# 页面摘录

1 2	from sklearn.model_selection import train_test_split X_dtrain ,X_deval,Y_dtrain,Y_deval = train_test_split(X_train,Y_train,test_size=0.3,random_state=1024,stratify=Y_train)

LightGBM

import lightgbm as lgb  
import pickle  
from sklearn.metrics import roc_auc_score  

lgb_train = lgb.Dataset(X_dtrain, Y_dtrain)  
lgb_eval = lgb.Dataset(X_deval, Y_deval)  

params = {  
    'boosting_type': 'gbdt',  
    'objective': 'binary',  
    'metric': 'auc', 
    'num_leaves': 20,  
    'max_depth': 5,  
    'min_data_in_leaf': 20,  
    'learning_rate': 0.02,  
    'feature_fraction': 0.9,  
    'bagging_fraction': 0.9,  
    'bagging_freq': 5,  
    'lambda_l1': 1,
    'lambda_l2': 0.001,
    'min_gain_to_split': 0.2,  
    'verbose': 5,  
    'is_unbalance': True, #重要
    'random_state' : 1024
}  

gbm = lgb.train(params,  
                lgb_train,  
                num_boost_round=2000,  
                valid_sets=lgb_eval,  
                early_stopping_rounds=200)

导出特征重要性

importance = gbm.feature_importance()  
names = gbm.feature_name()  
with open('./feature_importance.txt', 'w+') as file: 
    for index, im in enumerate(importance):  
        string = names[index] + ', ' + str(im) + '\n'  
        file.write(string)

保存模型

1	gbm.save_model('./model.txt')

KFOLD

from sklearn.model_selection import KFold
from sklearn.metrics import roc_auc_score
from sklearn.metrics import f1_score
import lightgbm as lgb
import gc

# Extract feature names
feature_names = list(X_train.columns)
# Create the kfold object
k_fold = KFold(n_splits = 5, shuffle = True, random_state = 50)
    
# Empty array for feature importances
feature_importance_values = np.zeros(len(feature_names))
    
# Empty array for test predictions
target_predictions = np.zeros(target.shape[0])
    
# Empty array for out of fold validation predictions
out_of_fold = np.zeros(X_train.shape[0])

valid_f1 = []
valid_threshold = []
valid_auc = []
# Iterate through each fold
for train_indices, valid_indices in k_fold.split(X_train):
    print('开始一次迭代')

# 列表
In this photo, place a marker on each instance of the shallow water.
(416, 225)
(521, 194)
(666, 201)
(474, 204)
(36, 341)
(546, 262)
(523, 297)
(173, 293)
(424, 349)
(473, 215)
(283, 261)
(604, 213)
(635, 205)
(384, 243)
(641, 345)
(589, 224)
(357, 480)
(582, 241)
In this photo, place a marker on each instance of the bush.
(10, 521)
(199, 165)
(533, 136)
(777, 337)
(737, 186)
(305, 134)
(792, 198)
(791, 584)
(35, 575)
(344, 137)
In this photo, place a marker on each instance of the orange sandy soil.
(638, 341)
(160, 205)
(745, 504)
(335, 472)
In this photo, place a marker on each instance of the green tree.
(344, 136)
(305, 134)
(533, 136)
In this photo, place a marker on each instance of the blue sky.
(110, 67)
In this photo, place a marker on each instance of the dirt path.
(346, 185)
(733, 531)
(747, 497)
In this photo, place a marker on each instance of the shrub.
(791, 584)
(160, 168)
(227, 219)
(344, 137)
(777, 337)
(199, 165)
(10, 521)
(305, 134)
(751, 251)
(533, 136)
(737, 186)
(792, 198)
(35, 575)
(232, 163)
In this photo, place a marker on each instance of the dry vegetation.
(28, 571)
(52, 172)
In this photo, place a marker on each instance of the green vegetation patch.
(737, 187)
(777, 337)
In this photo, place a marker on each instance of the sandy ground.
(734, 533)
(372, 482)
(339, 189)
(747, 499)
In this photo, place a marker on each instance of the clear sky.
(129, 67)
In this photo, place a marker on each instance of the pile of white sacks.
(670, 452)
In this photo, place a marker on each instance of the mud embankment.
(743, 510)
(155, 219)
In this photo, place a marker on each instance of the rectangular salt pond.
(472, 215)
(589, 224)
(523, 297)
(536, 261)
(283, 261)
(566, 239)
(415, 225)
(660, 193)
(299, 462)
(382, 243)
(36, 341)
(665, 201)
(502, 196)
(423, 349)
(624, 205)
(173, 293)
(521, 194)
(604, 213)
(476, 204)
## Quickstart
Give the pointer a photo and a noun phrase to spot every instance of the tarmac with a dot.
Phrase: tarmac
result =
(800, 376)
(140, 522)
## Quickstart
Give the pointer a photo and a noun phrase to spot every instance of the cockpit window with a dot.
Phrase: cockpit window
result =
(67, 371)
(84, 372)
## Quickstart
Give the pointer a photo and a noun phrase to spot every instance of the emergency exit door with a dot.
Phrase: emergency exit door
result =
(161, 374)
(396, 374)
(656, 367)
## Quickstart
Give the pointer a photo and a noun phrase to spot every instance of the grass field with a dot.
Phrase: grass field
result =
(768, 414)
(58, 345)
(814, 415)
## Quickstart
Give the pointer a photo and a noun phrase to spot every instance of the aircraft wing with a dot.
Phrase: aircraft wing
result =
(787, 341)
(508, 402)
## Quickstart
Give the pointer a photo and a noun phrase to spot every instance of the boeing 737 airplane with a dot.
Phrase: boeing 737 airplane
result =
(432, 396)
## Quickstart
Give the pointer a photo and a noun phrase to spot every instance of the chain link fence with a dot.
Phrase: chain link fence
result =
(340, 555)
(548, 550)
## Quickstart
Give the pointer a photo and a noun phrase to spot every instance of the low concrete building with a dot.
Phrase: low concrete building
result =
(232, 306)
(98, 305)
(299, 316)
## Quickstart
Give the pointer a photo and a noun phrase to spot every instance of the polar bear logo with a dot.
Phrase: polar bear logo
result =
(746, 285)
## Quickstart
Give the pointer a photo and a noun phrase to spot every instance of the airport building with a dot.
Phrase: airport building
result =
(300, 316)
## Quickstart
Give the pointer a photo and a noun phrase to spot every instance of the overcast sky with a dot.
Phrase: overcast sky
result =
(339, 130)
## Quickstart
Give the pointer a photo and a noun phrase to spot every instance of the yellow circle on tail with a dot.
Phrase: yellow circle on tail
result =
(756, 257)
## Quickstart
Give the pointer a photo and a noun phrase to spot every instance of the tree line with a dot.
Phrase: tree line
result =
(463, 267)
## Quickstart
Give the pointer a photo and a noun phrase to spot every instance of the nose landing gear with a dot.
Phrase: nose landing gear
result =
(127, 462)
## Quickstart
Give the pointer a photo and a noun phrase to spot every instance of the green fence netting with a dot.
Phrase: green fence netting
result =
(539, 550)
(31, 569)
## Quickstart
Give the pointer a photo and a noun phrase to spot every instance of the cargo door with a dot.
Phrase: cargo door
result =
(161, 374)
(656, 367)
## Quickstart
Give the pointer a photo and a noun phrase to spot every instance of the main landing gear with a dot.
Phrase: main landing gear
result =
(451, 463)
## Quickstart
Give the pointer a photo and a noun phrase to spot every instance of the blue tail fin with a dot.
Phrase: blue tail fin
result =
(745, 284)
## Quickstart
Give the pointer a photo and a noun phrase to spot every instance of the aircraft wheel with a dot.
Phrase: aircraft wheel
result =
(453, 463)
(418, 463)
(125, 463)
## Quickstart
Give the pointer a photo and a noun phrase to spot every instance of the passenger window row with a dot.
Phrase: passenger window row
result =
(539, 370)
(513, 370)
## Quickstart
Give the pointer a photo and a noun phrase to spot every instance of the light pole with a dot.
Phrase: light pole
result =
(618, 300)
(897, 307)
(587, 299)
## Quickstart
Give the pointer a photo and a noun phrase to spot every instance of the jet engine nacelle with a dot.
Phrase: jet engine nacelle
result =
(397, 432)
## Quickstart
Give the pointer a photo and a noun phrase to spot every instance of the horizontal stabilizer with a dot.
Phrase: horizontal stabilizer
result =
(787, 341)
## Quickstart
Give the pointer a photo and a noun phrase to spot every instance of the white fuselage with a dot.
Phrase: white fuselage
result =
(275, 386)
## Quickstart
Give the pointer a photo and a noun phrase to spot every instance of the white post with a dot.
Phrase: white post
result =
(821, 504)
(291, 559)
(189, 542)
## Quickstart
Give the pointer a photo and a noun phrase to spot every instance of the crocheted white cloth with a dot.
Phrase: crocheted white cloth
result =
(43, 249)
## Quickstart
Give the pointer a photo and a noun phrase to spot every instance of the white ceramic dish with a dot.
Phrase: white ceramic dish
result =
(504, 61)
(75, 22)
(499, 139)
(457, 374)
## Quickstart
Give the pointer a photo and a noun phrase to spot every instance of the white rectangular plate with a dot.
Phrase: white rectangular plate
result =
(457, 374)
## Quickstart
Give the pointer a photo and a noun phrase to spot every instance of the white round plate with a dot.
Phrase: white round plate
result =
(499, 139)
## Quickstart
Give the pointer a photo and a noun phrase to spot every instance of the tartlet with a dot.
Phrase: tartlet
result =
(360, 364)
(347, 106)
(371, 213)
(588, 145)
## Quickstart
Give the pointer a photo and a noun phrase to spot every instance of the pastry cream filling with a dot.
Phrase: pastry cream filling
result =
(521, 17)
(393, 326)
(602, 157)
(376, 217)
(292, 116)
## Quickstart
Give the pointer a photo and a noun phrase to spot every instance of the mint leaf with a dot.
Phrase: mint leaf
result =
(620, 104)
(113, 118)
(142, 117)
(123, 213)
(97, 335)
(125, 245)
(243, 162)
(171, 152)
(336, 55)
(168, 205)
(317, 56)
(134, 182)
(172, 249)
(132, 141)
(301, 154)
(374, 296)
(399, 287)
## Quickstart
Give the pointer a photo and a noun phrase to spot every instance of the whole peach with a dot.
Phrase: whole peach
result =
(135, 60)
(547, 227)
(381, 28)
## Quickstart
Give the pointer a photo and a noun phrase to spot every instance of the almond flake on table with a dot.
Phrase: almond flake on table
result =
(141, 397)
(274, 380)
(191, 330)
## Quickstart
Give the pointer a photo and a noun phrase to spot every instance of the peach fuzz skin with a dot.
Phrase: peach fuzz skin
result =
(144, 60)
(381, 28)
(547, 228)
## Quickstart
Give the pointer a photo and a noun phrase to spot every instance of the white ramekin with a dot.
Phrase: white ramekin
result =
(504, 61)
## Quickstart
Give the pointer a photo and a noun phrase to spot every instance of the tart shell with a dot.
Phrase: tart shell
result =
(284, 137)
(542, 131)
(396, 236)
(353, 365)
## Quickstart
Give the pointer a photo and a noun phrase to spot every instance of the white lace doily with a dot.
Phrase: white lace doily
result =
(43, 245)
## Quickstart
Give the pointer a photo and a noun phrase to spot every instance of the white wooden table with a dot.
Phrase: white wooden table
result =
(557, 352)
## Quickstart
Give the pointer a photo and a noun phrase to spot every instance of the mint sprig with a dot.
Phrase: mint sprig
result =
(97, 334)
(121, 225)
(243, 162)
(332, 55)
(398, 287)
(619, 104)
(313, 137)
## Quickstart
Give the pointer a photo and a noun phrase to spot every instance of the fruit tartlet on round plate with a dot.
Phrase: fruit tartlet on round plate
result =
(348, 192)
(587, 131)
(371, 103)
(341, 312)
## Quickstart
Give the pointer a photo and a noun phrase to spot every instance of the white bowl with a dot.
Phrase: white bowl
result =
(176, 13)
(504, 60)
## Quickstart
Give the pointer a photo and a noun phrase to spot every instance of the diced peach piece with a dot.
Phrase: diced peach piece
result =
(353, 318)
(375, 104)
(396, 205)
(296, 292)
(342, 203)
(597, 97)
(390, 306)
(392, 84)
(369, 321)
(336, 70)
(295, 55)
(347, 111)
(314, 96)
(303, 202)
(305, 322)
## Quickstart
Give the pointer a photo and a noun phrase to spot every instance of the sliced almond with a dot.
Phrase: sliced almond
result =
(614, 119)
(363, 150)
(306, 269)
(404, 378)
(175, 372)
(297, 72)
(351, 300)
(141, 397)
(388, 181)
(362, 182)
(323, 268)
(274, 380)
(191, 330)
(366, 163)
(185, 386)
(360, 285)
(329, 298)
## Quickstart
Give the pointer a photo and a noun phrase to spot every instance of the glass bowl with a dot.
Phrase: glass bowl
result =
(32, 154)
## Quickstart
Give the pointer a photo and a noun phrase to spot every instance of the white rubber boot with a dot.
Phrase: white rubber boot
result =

# 待完成任务
a: 请把页面摘录中从“# Extract feature”开始、直到并包括“out_of_fold = np.zeros(X_train.shape[0])”的部分一字不差地复制出来。
b: 请找出列表中所有含有字符串“fence”的行，并逐行照抄，匹配时区分大小写。
上面的页面摘录与列表是互不相关的两份材料。

# 答案汇总
a:
# Extract feature names
feature_names = list(X_train.columns)
# Create the kfold object
k_fold = KFold(n_splits = 5, shuffle = True, random_state = 50)
    
# Empty array for feature importances
feature_importance_values = np.zeros(len(feature_names))
    
# Empty array for test predictions
target_predictions = np.zeros(target.shape[0])
    
# Empty array for out of fold validation predictions
out_of_fold = np.zeros(X_train.shape[0])

b:
Give the pointer a photo and a noun phrase to spot every instance of the chain link fence with a dot.
Phrase: chain link fence
Give the pointer a photo and a noun phrase to spot every instance of the green fence netting with a dot.
Phrase: green fence netting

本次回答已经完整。